SUPPLIED MATERIAL
....
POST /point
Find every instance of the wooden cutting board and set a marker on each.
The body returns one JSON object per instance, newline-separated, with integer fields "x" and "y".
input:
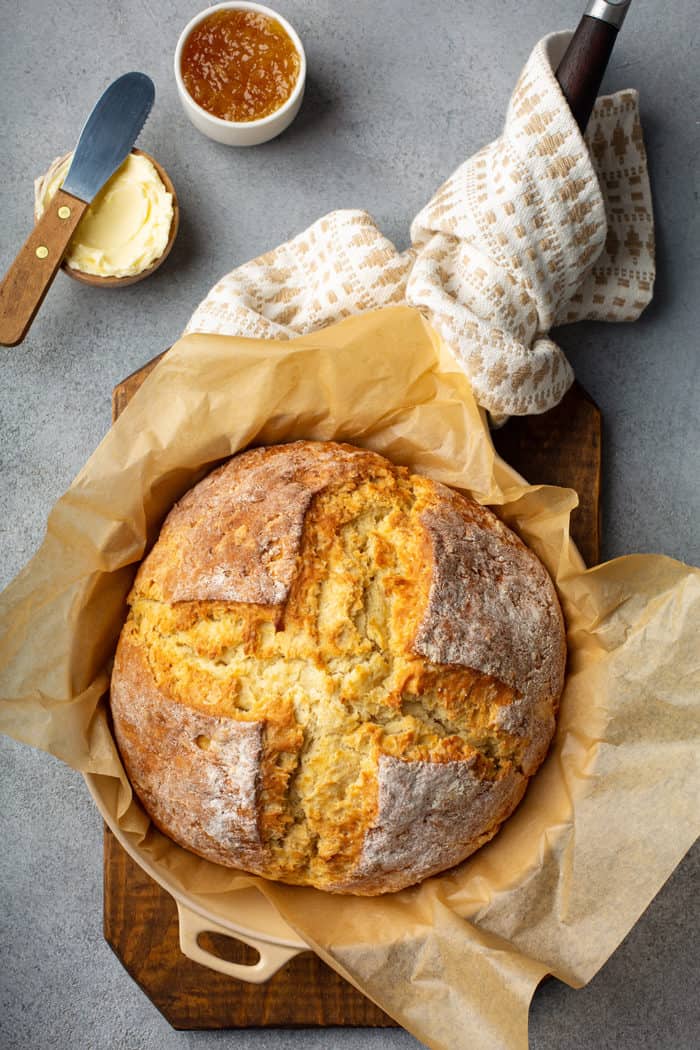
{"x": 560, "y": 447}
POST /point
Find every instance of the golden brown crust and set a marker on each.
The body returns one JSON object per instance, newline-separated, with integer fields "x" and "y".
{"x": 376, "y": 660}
....
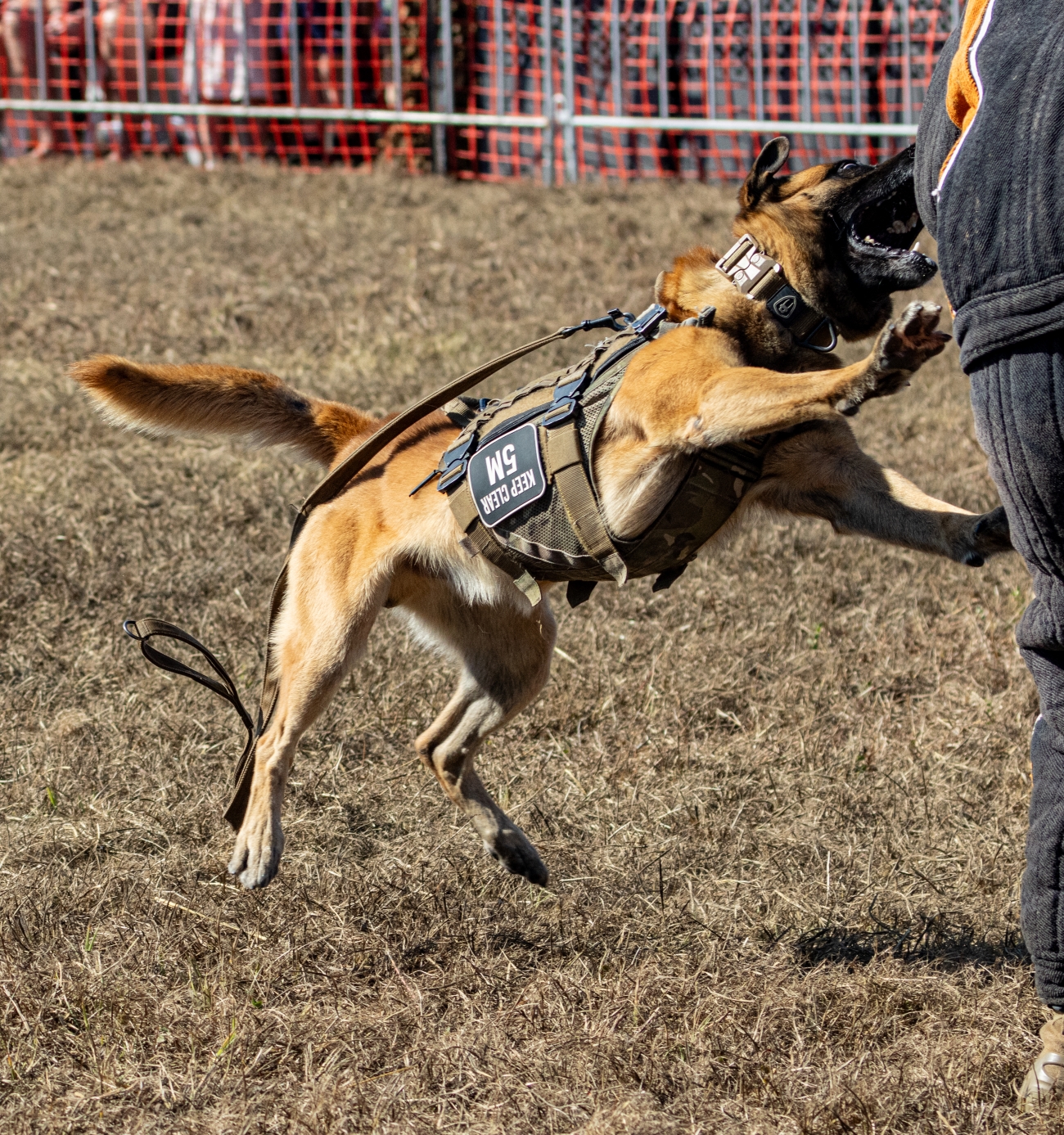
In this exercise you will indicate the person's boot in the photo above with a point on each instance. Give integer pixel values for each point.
....
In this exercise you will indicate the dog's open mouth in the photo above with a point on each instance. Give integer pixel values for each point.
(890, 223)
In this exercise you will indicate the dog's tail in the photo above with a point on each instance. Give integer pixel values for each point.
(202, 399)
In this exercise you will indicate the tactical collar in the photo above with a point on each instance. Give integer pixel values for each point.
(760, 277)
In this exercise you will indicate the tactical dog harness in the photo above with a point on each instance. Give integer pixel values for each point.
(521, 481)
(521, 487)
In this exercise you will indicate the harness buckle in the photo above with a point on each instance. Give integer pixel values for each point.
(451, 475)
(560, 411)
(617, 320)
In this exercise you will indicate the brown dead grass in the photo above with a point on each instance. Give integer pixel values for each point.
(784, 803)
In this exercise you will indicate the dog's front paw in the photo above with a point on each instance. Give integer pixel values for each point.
....
Of the entries above, repeat exactly the lines between the line with "In this exercise you will indicate the brown" and the line with "In this exercise you will indicate the dog's front", inclusive, and no others.

In this exercise you will indicate the brown dead grass in the photo above with a point on each instance. Give integer pixel values for each point.
(784, 803)
In this exercise you will indicate the dog's front paw in the photo above with a point on each instance. Give integer pixel values for each point.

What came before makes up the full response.